In news reports that give as basis private communication between Cardinal Rylko, Bishop Reyes, and Couples for Christ executive director Joe Tale, who incidentally is also Gawad Kalinga board chairman, it was headlined that the Vatican admonishes and chastises Gawad Kalinga's "overemphasis on social work." The statement is not only shocking, but utterly absurd. It is, in fact, quite perverted because of the fact that it comes from the Catholic Church as orchestrated by a bishop from the Philippines.

The story of poverty and corruption in our homeland is not anymore fresh news, only the intermittent introduction of new faces in deep pain from the ranks of the poor, or the new ways by which those in power manipulate the siphoning of billions from the treasury to personal pockets. What is generally known but not so talked about is the participation, by commission or omission, of the Catholic Church in causing and perpetuating the situation of poverty and corruption. A few opinion writers like Conrad de Quiros do take occasional potshots at the hypocrisy of some bishops, but there are not many more.

Because of the same reluctance to taint the religious despite solid reasons for doing so, the Catholic Church in the United States finally was forced in several legal settlements to pay more than a billion dollars to victims of sexual abuse committed by priests and bishops. For a very long time, these sexual abuses were hidden from public knowledge, many of them denied, in fact, and the guilty ones were allowed to go unpunished and even promoted in some instances. But wrongdoing is more easily detected and exposed today, unfortunately not from the exercise of higher values or the practice of Catholicism but from the power of technology that is steadily forcing everything to be transparent.

The actuation of Bishop Gabriel Reyes is suspect because his name had already been reported in another controversy affecting Couples for Christ (CFC) last year. Seen clearly by the hundreds of thousands of CFC members as a partisan supporter of a breakaway splinter group, Bishop Reyes has done much to damage the image of the Church to these Catholics who do much more in living out their fate than most others who can claim membership only by name and by ritual. Mainstream CFC has remained quiet, matching what they see as duplicity of authority by an outer show of respect and obedience which is just as false. Leaders of organizations of the laity are quickly taught that honesty and courage can be dangerous while compromise and hypocrisy can get you there faster.

## ENTRIES PROVIDED
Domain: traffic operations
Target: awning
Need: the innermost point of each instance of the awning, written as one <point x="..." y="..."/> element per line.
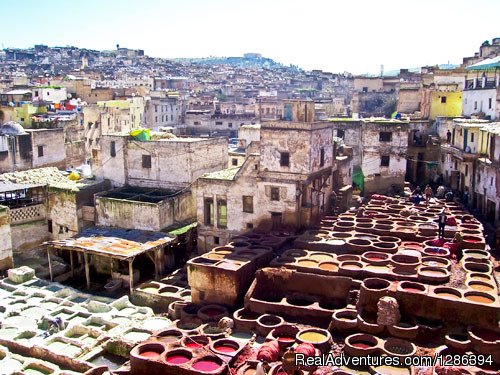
<point x="491" y="63"/>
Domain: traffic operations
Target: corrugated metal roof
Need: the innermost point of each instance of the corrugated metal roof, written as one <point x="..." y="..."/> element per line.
<point x="490" y="63"/>
<point x="10" y="186"/>
<point x="114" y="242"/>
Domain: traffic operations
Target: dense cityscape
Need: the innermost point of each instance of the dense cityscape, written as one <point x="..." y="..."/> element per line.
<point x="237" y="215"/>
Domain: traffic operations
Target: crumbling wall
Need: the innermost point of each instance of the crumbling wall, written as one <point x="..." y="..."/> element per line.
<point x="5" y="240"/>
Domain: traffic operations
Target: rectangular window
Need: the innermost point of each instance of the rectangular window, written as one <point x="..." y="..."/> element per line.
<point x="221" y="213"/>
<point x="146" y="161"/>
<point x="285" y="159"/>
<point x="248" y="203"/>
<point x="385" y="136"/>
<point x="275" y="194"/>
<point x="276" y="219"/>
<point x="208" y="212"/>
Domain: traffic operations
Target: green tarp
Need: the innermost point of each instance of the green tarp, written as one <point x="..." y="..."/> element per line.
<point x="140" y="134"/>
<point x="358" y="178"/>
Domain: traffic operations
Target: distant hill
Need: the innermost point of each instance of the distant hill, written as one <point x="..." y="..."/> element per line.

## WHAT YOU ARE ASKED TO DO
Repeat the Gawad Kalinga commentary word for word, starting at "In news reports" and stopping after "from the Philippines.". The material comes from a different source than the Gawad Kalinga commentary.

## TASK RESPONSE
In news reports that give as basis private communication between Cardinal Rylko, Bishop Reyes, and Couples for Christ executive director Joe Tale, who incidentally is also Gawad Kalinga board chairman, it was headlined that the Vatican admonishes and chastises Gawad Kalinga's "overemphasis on social work." The statement is not only shocking, but utterly absurd. It is, in fact, quite perverted because of the fact that it comes from the Catholic Church as orchestrated by a bishop from the Philippines.